PRELÚDIO II
V COLÓQUIO FCLRDB
Esther Mikowski
A criança, o dizer e a violência
A propósito do tema do nosso Colóquio, trago a violência sexual como ponto sensível de articulação entre a sexualidade infantil a partir de Freud e o dizer da criança.
A violência em questão, na maior parte dos casos, é perpetrada por alguém do círculo de confiança da família. Isso quer dizer que o poder exercido por aquele que violenta é acompanhado pela palavra que cala ou expõe a culpa. Portanto, a revelação ou o silêncio são sempre escolhas da criança, ainda que exista um terceiro que presencie e conteste.
Diferente do imaginário social, nem toda vítima de violência sexual se encontra devastada após o fato ou a revelação, assim como não há manifestações sintomáticas que a atestem seguramente. Cada sujeito irá lidar ao seu modo, porém algumas condições poderão ser determinantes: como os representantes parentais estão envolvidos, se sua palavra foi tomada como fantasia ou verdade, sua relação com a castração e com a diferença sexual.
A sexualidade infantil que Freud anunciou em 1905 é o movimento pulsante que dá contorno ao corpo, através da qual o sujeito se organiza e lida com os objetos que simbolicamente o ajudam a construir seu mundo e sua relação com o outro. Por isso, desde suas primeiras manifestações sexuais, as crianças propõem teorias para responder aos problemas encontrados sobre o sexo, dentre eles, a origem dos bebês, a diferença sexual e até a existência da relação sexual.
A pulsão de saber, como formulação, traz às construções de Freud o caráter pulsional desse movimento de investigação da criança que a coloca corporalmente a investigar e dar origem às teorias sexuais infantis. Estas iniciam na latência quando a sexualidade se manifesta diretamente no próprio corpo. Como nos lembra Lacan (1995, p.49.) , “O que diz Freud é […] que as teorias sexuais infantis […] vão marcar com seus vestígios o desenvolvimento de um sujeito, toda a sua história, tudo o que será para ele a relação entre os sexos”.
Esses vestígios tomam outra dimensão quando a violência atravessa a descoberta do gozo do próprio corpo, as teorias sexuais infantis e até a ressignificação da genitalidade na puberdade. A marca lógica da latência é divisor de águas para o que a criança pode ou não dizer da sua experiência, tanto pela inibição, manifesta pelo asco e vergonha, por exemplo, como pela relação entre pulsões e fantasias.
O que a violência sexual coloca também em questão é a antecipação do gozo sexual, não mais vivido como autoerotismo ou fruto das pesquisas que as crianças realizam umas com as outras. As fantasias decorrentes desse encontro sexual velam uma cena vivida na realidade concreta e compartilhada. Embora possamos concordar com Freud quanto ao estatuto da realidade, quando diz que “no inconsciente não existe um signo de realidade, de modo que não se pode distinguir a verdade da ficção investida com afeto” (Freud, 1897/2006, p.309) , se a experiência sexual é tomada como violência, produz outros efeitos de anteparo ao traumático que a fantasia encobre.

■ **Proposta da atividade**: Prossiga o texto sobre a criança, o dizer e a violência sexual a partir do ponto em que ele termina. As linhas a seguir vêm de uma fonte distinta do texto acima.

■ **Linhas fornecidas**:
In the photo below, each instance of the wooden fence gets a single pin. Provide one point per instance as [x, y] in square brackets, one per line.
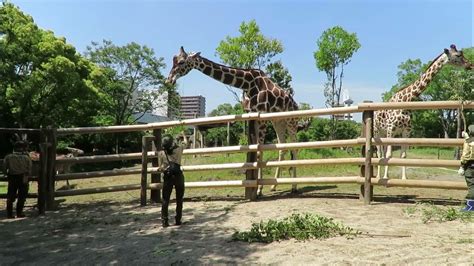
[151, 144]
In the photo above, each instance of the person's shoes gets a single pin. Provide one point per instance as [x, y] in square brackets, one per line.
[469, 206]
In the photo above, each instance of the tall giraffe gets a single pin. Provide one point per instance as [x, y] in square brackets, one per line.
[261, 94]
[389, 123]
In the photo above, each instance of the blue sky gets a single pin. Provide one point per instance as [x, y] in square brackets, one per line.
[390, 32]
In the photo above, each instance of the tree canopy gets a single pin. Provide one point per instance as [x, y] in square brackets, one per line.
[335, 50]
[44, 80]
[249, 50]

■ **Resultado da tarefa**:
Quando colocada em palavras, vinculada à voz do outro, a violência toma (o) corpo. Como ato marcado pela confiança, pelo gozo e pelo afeto, a dimensão traumática da violência só se revela quando o outro coloca nesses termos. Por isso, não é incomum que os abusos se repitam por anos ou haja revelações tardias quando algumas pessoas identificam traços da sua própria experiência ao escutar outros relatos que a nomeiam como violência.
As demandas dirigidas à criança quando a violência é revelada são determinantes para as narrativas sustentadas por elas, consequentemente para os enunciados que serão julgados como verdadeiros ou falsos. Porém, o dizer da criança estará articulado ao discurso do Outro, portanto, à demanda do Outro.
O fato de que há um dizer sobre essa experiência produz tanto ecos no corpo como silêncio originado da culpa pelo prazer, pelas famílias despedaçadas, pelas consequências do seu ato de dizer. Assim, quando lemos o enunciado de Lacan (2007,p. 18) “ as pulsões são no corpo um eco do fato que há um dizer”, como podemos pensar sobre o dizer da criança articulado às pulsões que respondem à demanda do Outro e à violência que toma (o) corpo?
Referências Bibliográficas
Freud, Sigmund (2006). Carta 69.(Tradução de Jayme Salomão). In: Edição standard brasileira das obras psicológicas completas. Rio de Janeiro: Imago. V. 1. (carta datada em 21 de setembro de 1897).
Lacan, Jacques (1995). O seminário, livro 4: a relação de objeto. (Dulce D. Estrada, Trad.). Rio de Janeiro: Jorge Zahar Ed. (Obra originalmente estabelecida em 1956-57)
Lacan, Jacques (2007). O seminário, livro 23: o sinthoma. (Sergio Laia, Trad.). Rio de Janeiro: Jorge Zahar Ed. (Obra originalmente estabelecida em 1975-76).